**Region pointing data**
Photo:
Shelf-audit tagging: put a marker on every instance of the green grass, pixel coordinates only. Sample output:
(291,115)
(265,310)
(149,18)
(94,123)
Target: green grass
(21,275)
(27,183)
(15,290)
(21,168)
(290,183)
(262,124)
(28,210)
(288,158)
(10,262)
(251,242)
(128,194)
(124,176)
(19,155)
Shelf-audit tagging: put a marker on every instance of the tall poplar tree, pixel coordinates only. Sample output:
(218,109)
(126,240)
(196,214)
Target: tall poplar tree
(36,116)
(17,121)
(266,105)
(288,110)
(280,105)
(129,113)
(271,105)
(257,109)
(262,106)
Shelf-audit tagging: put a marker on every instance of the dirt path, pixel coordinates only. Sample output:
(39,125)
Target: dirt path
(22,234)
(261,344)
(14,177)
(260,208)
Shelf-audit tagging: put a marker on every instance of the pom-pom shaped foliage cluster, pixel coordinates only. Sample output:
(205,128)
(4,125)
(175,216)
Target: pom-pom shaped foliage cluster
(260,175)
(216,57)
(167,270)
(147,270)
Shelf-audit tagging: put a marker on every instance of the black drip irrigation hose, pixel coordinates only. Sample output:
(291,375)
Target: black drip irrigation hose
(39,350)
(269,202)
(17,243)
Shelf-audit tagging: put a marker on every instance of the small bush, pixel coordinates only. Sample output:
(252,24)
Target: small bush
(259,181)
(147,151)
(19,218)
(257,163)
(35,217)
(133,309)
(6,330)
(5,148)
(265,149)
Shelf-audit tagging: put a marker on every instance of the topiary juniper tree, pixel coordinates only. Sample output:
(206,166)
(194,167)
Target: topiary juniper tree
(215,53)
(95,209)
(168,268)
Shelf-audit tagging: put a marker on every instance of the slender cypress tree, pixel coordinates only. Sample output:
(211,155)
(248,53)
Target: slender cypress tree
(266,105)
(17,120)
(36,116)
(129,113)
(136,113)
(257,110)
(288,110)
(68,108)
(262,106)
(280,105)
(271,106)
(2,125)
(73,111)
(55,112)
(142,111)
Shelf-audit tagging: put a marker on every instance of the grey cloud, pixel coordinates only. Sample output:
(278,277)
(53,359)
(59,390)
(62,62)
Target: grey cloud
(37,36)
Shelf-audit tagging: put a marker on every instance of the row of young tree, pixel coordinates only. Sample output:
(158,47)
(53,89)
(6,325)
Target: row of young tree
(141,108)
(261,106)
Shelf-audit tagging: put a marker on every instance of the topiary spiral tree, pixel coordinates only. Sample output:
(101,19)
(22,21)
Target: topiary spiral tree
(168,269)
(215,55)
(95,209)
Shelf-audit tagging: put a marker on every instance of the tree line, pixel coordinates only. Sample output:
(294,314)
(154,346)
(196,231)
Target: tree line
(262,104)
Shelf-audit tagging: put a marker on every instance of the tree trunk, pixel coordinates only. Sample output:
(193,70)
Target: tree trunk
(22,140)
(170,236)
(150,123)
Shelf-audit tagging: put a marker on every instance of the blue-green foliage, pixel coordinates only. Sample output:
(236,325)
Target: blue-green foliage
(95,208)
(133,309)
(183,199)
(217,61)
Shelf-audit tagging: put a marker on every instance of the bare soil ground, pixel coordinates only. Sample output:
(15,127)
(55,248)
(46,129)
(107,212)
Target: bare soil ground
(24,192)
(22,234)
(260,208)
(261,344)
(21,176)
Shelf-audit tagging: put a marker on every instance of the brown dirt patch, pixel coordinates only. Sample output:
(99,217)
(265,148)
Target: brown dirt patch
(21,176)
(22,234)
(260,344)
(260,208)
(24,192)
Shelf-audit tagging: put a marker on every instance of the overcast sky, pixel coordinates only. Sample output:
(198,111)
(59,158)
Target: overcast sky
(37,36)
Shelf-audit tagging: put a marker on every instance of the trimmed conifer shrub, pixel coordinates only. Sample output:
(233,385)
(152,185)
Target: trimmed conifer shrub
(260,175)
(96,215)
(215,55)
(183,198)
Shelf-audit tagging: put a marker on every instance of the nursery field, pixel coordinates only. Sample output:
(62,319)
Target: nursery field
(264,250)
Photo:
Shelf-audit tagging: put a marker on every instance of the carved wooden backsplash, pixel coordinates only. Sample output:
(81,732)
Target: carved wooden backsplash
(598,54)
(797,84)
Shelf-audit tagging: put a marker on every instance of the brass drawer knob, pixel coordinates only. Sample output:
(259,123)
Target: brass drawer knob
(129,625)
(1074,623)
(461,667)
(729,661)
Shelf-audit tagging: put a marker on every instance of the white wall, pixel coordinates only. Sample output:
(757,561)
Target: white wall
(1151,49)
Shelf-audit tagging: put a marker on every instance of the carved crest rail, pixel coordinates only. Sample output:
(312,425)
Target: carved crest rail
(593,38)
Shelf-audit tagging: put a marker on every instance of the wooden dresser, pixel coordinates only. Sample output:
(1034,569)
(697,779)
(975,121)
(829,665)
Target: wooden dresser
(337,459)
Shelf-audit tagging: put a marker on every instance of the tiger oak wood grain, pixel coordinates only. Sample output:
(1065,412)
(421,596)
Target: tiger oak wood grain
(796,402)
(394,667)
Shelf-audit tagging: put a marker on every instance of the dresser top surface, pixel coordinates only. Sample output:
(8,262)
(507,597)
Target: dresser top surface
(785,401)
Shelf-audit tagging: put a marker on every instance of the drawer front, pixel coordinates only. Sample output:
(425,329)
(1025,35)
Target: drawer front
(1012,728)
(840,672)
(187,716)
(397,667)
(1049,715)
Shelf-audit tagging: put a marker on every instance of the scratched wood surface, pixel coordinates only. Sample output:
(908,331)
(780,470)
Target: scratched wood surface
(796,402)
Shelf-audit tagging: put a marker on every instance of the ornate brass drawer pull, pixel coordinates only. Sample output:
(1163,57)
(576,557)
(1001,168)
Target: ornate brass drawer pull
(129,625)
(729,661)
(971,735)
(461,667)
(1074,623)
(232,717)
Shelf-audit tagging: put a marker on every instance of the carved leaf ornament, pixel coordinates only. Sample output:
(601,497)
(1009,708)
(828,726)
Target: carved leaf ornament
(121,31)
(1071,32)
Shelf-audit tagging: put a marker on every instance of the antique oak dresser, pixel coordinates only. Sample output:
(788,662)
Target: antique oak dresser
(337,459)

**EXERCISE REQUIREMENTS**
Would you set down every entry again, exactly?

**WRITTEN RESPONSE**
Photo:
Shelf-audit tagging: put a marker on every instance of the green grass, pixel coordinates only. Sample output:
(291,115)
(265,310)
(149,18)
(94,123)
Target: green grass
(21,275)
(27,183)
(15,290)
(21,168)
(290,183)
(262,124)
(28,210)
(288,158)
(10,262)
(251,242)
(128,194)
(124,176)
(19,155)
Shelf-audit tagging: put a marker on every instance of the tall poplar tree, pixel coordinates only. Sample output:
(218,109)
(126,240)
(196,214)
Target: tall poplar tree
(36,116)
(17,121)
(266,105)
(288,110)
(280,105)
(129,113)
(271,105)
(257,109)
(262,106)
Shelf-audit tagging: put a marker on every instance of the dirt path, pixel coordinates only. Sample output:
(39,125)
Target: dirt path
(22,234)
(261,344)
(14,177)
(260,208)
Shelf-audit tagging: put a marker on every instance of the pom-pom shaped foliage cluster, pixel coordinates only. Sample output:
(205,128)
(4,125)
(175,216)
Target: pom-pom shaped foliage cluster
(260,175)
(216,57)
(167,270)
(147,270)
Shelf-audit tagging: put a marker on every instance of the black drip irrigation hose, pixel coordinates only. Sample output:
(291,375)
Target: black drip irrigation hose
(39,350)
(269,202)
(17,243)
Shelf-audit tagging: put a marker on every instance of the small bush, pixel coordinates only. Sample output:
(252,24)
Target: small bush
(259,181)
(147,151)
(19,218)
(257,163)
(35,217)
(133,309)
(6,330)
(5,148)
(265,149)
Shelf-audit tagging: put a marker on every instance of the topiary juniper tree, pixel coordinates only. Sample output:
(206,166)
(194,167)
Target: topiary juniper tree
(215,53)
(95,209)
(168,268)
Shelf-audit tagging: put a marker on every instance of the slender cypress tree, pixel coordinates only. Sample output:
(211,155)
(248,53)
Target: slender cypress tree
(266,105)
(17,120)
(36,116)
(129,113)
(136,113)
(257,110)
(288,110)
(68,108)
(262,106)
(280,105)
(271,106)
(2,125)
(73,111)
(55,112)
(142,111)
Shelf-audit tagging: put a marker on every instance of the grey cloud, pixel coordinates only. Sample output:
(278,277)
(53,359)
(59,390)
(62,62)
Target: grey cloud
(37,36)
Shelf-audit tagging: put a marker on every instance of the row of young tree, pixel coordinates only. Sample output:
(158,47)
(53,89)
(6,325)
Target: row of young tree
(141,108)
(261,106)
Shelf-audit tagging: put a marker on every instance of the topiary spiral tree, pixel coordinates only. Sample output:
(101,19)
(22,21)
Target: topiary spiral tree
(168,269)
(215,55)
(95,209)
Shelf-audit tagging: put a marker on every instance of the tree line, pixel coordinates only. Sample output:
(294,314)
(154,346)
(196,231)
Target: tree line
(262,104)
Shelf-audit tagging: put a marker on every instance of the tree trunk, pixel coordinates only. Sample output:
(193,70)
Target: tree trunk
(22,140)
(170,236)
(150,123)
Shelf-audit tagging: put a marker on every instance of the blue-green foliage, pixel coordinates only. Sample output:
(236,325)
Target: blue-green foliage
(95,208)
(133,309)
(183,199)
(217,61)
Shelf-audit tagging: put a marker on every instance of the bare soil ground, pixel coordinates only. Sample output:
(15,127)
(55,248)
(46,129)
(107,212)
Target: bare soil ground
(24,192)
(22,234)
(260,208)
(261,344)
(21,176)
Shelf-audit tagging: put a marker on every instance of the brown dirt patch, pixel coordinates only. Sample output:
(99,217)
(265,148)
Target: brown dirt patch
(21,176)
(22,234)
(260,344)
(260,208)
(24,192)
Shelf-audit tagging: put a marker on every instance of the overcast sky, pixel coordinates only. Sample output:
(198,111)
(59,158)
Target: overcast sky
(37,36)
Shelf-audit tagging: put a marker on every instance of the trimmed conifer shrub, pixel coordinates only. Sample output:
(233,385)
(152,185)
Target: trimmed conifer shrub
(260,175)
(96,215)
(215,55)
(183,198)
Shelf-audit tagging: put a marker on every instance of the nursery field, pixel coordinates only. Sample output:
(62,319)
Target: nursery field
(264,250)
Photo:
Shelf-audit tagging: put a marker on every instance of the carved wooden backsplash, pixel coordinates only. Sample output:
(81,732)
Target: carved wooden backsplash
(598,54)
(797,84)
Shelf-audit tagging: put a marker on every instance of the brass drawer knob, pixel coordinates only. Sample output:
(259,123)
Target: brass drawer knob
(129,625)
(1074,623)
(461,667)
(729,661)
Shelf-audit tagging: put a marker on every instance of the white wall, pixel coordinates only. Sample output:
(757,561)
Target: white wall
(1151,49)
Shelf-audit tagging: put a marker on every instance of the carved crest rail, pixel coordinates only. Sample output:
(312,425)
Target: carved crest rail
(593,38)
Shelf-audit tagging: put a marker on every instance of the wooden dresser, pixel coordinates only. Sample output:
(1034,569)
(697,779)
(975,121)
(829,665)
Target: wooden dresser
(337,459)
Shelf-audit tagging: put a marker on every instance of the tiger oak wood grain, pixel coordinates only. Sample output:
(1065,412)
(421,596)
Target: tiger oak wood grain
(796,402)
(394,667)
Shelf-audit tagging: put a marker on every instance of the dresser top surface, pixel coordinates only. Sample output:
(8,262)
(507,597)
Target: dresser top surface
(785,401)
Shelf-audit tagging: put a marker on every instance of the drawer front, pixel coordinates only. Sample output:
(425,329)
(1025,35)
Target: drawer front
(1012,728)
(840,672)
(187,716)
(397,667)
(1049,715)
Shelf-audit tagging: put a marker on every instance of the scratched wood surface, pixel coordinates only. Sample output:
(908,331)
(780,470)
Target: scratched wood surface
(796,402)
Shelf-audit tagging: put a marker on every instance of the ornate brass drawer pull, pixel coordinates only. Sample output:
(1163,57)
(576,557)
(1001,168)
Target: ornate brass drawer pull
(129,625)
(729,661)
(971,735)
(461,667)
(1074,623)
(232,717)
Shelf-audit tagging: put a marker on every instance of the carved leaf ornament, pixel coordinates only. Sample output:
(601,497)
(1009,708)
(828,726)
Target: carved leaf ornament
(121,31)
(1071,32)
Shelf-audit tagging: put a marker on every instance of the antique oak dresser, pixel coordinates only. Sample output:
(788,662)
Target: antique oak dresser
(337,459)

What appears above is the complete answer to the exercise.